● Records supplied:
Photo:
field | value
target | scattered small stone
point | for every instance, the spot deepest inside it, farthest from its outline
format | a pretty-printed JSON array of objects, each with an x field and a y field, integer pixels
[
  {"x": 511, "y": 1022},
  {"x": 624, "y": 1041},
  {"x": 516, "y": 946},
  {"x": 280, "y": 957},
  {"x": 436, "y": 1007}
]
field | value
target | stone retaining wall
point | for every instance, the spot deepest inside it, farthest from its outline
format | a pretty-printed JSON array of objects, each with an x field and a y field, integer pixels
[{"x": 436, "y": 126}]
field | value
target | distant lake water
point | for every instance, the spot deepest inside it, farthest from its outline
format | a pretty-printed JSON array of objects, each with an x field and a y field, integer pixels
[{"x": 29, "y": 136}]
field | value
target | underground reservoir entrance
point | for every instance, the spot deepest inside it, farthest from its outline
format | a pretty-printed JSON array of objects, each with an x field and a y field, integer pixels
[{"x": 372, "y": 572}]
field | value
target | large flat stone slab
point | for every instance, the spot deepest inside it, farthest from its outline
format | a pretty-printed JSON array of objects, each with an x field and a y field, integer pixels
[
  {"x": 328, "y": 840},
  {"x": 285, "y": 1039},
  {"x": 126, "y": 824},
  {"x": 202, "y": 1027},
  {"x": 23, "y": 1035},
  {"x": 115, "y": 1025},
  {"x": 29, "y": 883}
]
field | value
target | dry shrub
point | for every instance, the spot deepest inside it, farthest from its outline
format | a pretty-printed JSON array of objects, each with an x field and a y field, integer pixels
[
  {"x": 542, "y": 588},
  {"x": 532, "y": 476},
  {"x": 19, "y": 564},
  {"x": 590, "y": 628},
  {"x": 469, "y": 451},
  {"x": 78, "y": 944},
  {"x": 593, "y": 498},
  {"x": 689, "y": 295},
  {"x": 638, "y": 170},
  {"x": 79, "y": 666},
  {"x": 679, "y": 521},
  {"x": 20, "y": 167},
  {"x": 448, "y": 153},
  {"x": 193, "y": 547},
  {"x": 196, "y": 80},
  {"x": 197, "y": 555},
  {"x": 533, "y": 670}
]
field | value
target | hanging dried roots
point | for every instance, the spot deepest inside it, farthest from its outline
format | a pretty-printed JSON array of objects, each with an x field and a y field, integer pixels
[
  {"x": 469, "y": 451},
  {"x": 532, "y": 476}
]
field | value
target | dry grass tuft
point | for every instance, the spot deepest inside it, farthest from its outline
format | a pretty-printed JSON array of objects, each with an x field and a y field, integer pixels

● Task details: Report each line of the records above that contains the string "stone", treating uppercase and lowercase letters as different.

● Answer in full:
target | scattered small stone
target | stone retaining wall
target | large flat stone slab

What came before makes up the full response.